(Stored data)

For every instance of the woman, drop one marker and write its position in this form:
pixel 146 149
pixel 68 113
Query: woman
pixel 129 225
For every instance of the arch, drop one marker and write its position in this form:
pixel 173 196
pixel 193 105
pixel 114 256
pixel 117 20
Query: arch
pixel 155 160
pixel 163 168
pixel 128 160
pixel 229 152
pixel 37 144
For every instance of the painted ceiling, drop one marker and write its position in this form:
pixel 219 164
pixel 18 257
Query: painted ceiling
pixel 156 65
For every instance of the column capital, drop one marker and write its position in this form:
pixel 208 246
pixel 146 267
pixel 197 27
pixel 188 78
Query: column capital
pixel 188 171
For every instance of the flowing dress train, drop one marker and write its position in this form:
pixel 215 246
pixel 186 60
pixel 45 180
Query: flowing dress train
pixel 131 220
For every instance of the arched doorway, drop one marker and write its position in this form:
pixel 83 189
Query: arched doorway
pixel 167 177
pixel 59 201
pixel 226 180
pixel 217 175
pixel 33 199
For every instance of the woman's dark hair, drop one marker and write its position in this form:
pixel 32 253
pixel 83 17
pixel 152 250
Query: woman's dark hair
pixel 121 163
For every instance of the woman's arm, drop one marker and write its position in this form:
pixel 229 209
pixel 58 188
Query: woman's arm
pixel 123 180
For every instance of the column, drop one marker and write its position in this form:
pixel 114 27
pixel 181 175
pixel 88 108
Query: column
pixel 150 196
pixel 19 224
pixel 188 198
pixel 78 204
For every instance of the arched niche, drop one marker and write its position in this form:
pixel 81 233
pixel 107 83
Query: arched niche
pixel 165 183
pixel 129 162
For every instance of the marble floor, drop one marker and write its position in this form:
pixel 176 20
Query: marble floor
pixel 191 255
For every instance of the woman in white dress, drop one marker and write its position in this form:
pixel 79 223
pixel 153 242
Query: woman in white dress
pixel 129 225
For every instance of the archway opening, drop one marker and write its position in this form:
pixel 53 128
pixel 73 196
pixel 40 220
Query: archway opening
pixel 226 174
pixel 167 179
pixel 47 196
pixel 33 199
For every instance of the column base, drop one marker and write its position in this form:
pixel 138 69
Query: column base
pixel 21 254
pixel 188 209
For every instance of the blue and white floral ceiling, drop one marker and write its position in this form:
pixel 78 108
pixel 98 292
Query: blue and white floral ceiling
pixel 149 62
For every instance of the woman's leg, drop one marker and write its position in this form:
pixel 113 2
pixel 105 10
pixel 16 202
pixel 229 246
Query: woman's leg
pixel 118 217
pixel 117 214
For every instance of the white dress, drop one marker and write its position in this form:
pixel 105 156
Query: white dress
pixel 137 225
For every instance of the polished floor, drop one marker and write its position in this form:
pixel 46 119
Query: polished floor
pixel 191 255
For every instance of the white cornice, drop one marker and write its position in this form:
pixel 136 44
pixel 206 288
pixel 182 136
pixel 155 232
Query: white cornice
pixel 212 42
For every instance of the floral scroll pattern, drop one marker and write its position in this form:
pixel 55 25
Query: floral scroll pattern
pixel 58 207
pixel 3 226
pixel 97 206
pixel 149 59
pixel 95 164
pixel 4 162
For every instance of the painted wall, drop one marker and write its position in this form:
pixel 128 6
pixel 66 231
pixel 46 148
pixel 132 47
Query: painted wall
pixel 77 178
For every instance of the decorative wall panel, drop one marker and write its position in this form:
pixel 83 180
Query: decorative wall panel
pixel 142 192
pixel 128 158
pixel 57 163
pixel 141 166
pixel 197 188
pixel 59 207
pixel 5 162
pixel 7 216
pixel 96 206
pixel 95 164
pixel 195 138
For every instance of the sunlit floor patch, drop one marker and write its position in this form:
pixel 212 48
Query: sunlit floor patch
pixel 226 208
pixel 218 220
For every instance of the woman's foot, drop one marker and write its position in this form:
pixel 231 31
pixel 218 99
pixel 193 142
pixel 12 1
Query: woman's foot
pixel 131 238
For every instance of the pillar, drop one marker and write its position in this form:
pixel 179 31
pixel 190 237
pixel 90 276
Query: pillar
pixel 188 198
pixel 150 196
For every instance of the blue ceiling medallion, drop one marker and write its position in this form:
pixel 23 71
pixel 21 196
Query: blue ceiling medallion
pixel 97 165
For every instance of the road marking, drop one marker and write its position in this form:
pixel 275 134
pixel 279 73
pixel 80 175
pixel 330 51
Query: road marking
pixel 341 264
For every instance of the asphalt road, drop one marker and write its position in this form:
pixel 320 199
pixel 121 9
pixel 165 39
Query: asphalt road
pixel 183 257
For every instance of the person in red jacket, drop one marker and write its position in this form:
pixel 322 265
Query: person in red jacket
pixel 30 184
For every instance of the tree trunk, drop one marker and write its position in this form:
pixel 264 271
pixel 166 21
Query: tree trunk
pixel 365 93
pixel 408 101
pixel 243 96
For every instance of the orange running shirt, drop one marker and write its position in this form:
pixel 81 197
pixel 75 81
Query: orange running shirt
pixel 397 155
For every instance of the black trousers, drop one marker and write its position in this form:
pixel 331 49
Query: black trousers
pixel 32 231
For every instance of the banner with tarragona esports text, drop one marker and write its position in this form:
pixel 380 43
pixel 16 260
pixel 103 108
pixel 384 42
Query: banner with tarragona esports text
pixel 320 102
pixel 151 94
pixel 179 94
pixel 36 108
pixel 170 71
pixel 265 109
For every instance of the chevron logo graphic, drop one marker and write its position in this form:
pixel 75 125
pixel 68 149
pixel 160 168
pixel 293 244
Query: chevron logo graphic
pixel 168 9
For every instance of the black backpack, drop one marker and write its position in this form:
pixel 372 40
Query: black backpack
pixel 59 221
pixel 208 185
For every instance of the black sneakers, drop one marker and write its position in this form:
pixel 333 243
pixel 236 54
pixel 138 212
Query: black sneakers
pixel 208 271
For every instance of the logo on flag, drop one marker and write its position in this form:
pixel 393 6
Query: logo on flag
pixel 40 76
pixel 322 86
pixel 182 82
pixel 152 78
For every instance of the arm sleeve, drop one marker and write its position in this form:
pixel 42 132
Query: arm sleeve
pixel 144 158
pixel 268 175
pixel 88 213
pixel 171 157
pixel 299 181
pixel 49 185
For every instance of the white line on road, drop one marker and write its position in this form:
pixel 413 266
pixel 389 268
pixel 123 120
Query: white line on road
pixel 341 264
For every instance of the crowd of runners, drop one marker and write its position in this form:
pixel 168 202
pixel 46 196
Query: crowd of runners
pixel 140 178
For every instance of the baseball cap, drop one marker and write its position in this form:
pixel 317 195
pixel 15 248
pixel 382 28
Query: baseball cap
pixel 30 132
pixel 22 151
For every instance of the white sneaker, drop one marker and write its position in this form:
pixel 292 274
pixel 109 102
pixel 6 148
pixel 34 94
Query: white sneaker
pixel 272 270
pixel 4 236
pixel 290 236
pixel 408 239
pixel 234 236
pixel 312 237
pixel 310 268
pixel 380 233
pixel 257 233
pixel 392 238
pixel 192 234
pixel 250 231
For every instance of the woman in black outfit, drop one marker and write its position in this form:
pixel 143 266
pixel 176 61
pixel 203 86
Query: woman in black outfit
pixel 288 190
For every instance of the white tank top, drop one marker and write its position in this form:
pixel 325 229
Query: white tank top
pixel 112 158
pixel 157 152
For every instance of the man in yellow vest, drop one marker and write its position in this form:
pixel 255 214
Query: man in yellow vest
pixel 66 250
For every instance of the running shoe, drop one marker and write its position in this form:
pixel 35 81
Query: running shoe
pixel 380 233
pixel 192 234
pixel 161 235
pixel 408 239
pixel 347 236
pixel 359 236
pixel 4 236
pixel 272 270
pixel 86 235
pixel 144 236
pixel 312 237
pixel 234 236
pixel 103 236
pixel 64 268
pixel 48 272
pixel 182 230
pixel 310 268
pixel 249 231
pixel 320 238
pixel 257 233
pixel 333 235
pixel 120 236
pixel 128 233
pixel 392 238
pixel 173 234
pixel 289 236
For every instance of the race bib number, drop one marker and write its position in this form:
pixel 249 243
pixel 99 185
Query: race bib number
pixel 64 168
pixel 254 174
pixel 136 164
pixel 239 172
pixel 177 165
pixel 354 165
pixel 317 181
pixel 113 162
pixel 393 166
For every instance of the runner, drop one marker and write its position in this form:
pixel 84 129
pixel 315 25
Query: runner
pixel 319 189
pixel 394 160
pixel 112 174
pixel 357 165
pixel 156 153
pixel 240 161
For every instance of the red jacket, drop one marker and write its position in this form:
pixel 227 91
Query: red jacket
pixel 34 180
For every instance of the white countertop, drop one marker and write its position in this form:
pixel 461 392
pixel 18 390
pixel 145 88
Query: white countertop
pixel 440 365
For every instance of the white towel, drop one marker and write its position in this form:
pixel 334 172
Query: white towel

● What you have to do
Scan the lines above for "Query: marble floor" and for "pixel 53 128". Repeat exactly the line holding each of them and every line in between.

● Answer to the problem
Query: marble floor
pixel 191 255
For every instance of the woman in white dress, drop one marker and write its position in this form:
pixel 79 223
pixel 153 242
Query: woman in white dress
pixel 129 225
For every instance of the archway opening, drop one marker and write its position in this form:
pixel 53 128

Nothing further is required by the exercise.